Reflections on Quality Improvement workshop at RCOT2017
At the RCOT annual conference in Birmingham I co-facilitated a workshop with Ben Whittaker called ‘Quality Improvement: Creatively designing sustainable services’ (you can download the slides here). With 23 participants in the room we had an inspiring and fruitful discussion. Comments made by participants suggested they left feeling more optimistic about the occupational therapist’s role as an agent of change in having a positive impact on the quality of their service.
The aims of our session were to explore how the principles of sustainable healthcare support quality improvement interventions, and how occupational therapy aligns with the sustainability strategy in health and social care. We considered that when occupational therapy is ‘Improving Lives, Saving Money’ it also saving carbon and reducing waste, and is therefore meeting the sustainable healthcare ‘triple bottom line’ of economic, social and environmental benefits.

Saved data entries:
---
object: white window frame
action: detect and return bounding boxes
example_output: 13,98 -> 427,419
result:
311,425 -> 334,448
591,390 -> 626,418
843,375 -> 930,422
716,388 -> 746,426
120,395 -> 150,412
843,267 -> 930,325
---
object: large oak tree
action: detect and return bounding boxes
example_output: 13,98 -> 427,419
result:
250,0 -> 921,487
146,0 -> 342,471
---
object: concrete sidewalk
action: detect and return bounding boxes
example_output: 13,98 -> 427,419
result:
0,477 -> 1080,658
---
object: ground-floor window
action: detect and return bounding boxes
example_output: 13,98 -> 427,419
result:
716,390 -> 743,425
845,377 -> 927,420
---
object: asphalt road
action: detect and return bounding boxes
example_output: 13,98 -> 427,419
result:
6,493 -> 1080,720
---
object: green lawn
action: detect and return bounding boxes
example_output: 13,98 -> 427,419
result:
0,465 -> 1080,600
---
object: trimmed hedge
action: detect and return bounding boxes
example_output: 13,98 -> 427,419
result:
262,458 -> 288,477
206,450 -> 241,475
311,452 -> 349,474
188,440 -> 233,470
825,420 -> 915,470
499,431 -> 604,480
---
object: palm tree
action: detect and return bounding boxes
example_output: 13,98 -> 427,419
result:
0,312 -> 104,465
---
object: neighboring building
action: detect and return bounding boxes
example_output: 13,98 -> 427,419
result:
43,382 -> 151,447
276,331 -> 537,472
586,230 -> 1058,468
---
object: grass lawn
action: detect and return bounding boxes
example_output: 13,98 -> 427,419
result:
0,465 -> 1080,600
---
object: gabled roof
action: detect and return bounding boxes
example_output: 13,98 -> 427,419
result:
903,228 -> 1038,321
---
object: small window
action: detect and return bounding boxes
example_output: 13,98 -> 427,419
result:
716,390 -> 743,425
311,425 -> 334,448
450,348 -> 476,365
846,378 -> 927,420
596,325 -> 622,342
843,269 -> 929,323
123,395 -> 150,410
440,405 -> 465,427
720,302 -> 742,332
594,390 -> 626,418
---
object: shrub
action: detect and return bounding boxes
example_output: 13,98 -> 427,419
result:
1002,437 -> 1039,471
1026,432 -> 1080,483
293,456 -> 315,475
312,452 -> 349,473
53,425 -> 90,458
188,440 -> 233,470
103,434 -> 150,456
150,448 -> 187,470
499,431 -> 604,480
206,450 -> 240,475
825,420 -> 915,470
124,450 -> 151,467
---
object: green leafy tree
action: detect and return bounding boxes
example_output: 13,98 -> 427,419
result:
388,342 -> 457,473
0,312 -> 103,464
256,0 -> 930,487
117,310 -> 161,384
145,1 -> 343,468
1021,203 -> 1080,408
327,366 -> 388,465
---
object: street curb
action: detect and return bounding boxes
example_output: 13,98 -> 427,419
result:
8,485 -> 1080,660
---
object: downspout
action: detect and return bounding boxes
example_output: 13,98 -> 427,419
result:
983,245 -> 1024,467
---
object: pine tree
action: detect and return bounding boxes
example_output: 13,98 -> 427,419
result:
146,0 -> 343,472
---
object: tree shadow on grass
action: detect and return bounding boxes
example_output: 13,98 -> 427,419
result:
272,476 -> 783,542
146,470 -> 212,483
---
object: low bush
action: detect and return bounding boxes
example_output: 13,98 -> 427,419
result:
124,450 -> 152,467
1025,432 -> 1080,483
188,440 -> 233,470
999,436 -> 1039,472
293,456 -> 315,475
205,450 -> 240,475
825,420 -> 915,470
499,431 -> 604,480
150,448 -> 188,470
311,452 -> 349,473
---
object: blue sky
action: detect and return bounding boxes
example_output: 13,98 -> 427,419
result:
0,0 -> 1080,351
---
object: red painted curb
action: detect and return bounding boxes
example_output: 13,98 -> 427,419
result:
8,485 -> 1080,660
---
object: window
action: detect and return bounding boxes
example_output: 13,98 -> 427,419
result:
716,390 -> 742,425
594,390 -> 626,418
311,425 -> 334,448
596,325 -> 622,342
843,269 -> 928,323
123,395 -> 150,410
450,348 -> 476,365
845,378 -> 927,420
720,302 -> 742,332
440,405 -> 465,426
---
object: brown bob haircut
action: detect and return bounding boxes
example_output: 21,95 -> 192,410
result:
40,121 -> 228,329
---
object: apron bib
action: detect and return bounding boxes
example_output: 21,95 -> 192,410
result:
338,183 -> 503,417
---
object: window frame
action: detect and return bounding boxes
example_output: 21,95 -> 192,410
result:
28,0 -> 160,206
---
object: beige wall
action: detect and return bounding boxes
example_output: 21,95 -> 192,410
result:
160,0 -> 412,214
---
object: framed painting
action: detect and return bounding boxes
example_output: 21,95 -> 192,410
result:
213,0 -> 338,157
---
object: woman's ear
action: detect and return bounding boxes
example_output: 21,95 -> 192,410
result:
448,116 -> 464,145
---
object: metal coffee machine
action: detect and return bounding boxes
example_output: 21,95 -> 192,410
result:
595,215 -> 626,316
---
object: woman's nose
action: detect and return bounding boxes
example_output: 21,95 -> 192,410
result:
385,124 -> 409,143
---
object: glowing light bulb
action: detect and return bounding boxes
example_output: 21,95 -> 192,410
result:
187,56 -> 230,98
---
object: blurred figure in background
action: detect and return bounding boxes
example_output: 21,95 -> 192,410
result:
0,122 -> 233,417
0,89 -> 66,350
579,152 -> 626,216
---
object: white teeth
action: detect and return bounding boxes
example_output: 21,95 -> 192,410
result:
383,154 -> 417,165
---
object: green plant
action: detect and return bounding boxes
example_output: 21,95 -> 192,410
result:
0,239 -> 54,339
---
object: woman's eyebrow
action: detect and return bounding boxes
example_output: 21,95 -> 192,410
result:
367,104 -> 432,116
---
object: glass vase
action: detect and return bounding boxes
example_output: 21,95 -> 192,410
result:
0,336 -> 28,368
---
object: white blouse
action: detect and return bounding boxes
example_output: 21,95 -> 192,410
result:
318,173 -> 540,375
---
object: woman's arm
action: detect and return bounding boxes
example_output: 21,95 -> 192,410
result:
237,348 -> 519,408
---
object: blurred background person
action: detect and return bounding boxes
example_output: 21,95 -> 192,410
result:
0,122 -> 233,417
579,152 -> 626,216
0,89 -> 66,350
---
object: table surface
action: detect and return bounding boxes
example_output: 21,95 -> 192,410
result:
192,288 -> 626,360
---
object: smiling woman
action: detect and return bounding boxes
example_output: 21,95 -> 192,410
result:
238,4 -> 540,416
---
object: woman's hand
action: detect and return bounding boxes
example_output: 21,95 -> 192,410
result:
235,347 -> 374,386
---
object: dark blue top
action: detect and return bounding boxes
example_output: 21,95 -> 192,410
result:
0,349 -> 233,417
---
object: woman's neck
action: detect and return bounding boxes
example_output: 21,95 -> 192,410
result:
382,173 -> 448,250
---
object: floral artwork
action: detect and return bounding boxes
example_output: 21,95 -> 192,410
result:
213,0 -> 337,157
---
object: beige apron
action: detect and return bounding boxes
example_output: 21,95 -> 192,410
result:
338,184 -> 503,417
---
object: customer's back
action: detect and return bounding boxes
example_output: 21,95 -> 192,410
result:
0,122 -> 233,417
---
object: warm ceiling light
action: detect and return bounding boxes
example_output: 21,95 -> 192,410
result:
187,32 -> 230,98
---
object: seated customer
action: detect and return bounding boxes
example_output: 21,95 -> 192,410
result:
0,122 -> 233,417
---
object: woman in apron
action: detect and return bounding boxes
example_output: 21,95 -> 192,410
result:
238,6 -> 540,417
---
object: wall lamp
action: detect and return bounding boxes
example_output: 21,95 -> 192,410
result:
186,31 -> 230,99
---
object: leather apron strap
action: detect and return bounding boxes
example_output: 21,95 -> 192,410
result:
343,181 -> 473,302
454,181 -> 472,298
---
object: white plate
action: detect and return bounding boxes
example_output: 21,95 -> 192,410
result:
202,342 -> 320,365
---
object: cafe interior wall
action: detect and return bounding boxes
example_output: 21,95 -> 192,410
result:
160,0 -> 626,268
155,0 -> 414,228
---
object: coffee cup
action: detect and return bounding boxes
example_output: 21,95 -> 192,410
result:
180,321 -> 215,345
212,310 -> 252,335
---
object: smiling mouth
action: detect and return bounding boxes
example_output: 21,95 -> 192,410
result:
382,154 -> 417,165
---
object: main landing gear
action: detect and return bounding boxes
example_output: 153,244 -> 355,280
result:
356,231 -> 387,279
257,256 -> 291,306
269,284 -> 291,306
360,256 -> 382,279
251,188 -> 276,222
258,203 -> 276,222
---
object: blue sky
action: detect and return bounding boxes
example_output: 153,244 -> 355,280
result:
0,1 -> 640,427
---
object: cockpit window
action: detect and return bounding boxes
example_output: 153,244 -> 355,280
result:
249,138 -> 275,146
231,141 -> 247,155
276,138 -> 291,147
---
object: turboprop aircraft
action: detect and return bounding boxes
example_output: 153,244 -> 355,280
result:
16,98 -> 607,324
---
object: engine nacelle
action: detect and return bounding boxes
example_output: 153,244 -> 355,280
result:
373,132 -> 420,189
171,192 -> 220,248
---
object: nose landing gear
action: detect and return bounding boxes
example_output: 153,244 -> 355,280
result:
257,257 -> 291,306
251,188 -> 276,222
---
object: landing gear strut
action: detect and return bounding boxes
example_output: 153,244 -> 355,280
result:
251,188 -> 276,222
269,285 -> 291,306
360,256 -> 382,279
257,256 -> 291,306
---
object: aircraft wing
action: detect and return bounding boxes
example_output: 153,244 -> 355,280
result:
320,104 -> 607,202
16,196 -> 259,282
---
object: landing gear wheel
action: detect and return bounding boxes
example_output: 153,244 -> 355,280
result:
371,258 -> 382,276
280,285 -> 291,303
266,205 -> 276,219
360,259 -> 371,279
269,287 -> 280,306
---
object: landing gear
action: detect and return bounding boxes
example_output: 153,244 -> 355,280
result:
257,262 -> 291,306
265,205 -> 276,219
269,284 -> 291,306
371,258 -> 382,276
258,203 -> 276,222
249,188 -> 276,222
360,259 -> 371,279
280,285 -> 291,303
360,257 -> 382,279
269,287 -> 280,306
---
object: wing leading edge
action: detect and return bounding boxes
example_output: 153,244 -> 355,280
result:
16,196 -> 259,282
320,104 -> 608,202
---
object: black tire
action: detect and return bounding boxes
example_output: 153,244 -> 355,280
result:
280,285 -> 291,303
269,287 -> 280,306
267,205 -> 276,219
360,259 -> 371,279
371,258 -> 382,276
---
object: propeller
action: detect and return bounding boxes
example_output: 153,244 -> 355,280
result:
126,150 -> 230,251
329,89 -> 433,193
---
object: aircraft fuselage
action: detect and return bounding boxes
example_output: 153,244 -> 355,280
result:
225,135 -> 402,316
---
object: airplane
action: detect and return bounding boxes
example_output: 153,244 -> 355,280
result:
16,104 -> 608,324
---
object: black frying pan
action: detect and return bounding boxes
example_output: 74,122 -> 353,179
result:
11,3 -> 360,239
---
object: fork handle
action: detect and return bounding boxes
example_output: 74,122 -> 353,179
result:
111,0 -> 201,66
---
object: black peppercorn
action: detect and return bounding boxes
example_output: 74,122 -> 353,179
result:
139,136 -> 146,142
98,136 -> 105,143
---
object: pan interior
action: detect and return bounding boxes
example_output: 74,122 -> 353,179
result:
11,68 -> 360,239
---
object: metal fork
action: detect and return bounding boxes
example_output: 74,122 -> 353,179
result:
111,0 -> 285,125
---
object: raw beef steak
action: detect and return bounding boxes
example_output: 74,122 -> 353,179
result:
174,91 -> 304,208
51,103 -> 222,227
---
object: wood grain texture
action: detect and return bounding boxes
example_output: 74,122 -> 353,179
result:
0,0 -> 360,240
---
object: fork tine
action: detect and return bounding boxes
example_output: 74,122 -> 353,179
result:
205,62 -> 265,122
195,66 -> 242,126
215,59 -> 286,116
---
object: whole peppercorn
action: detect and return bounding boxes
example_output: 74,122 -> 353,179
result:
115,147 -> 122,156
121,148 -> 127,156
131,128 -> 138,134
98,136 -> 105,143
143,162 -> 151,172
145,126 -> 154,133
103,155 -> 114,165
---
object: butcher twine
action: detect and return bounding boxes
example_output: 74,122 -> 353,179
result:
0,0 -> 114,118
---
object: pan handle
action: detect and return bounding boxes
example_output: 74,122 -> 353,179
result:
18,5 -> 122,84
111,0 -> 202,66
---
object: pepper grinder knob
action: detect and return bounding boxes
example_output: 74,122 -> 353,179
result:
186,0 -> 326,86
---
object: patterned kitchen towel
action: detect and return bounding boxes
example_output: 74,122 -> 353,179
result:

**PROMPT:** Translate into Spanish this sentence from the reflection on the RCOT2017 workshop: "With 23 participants in the room we had an inspiring and fruitful discussion."

**YOUR SOLUTION:** Con 23 participantes en la sala tuvimos un debate inspirador y fructífero.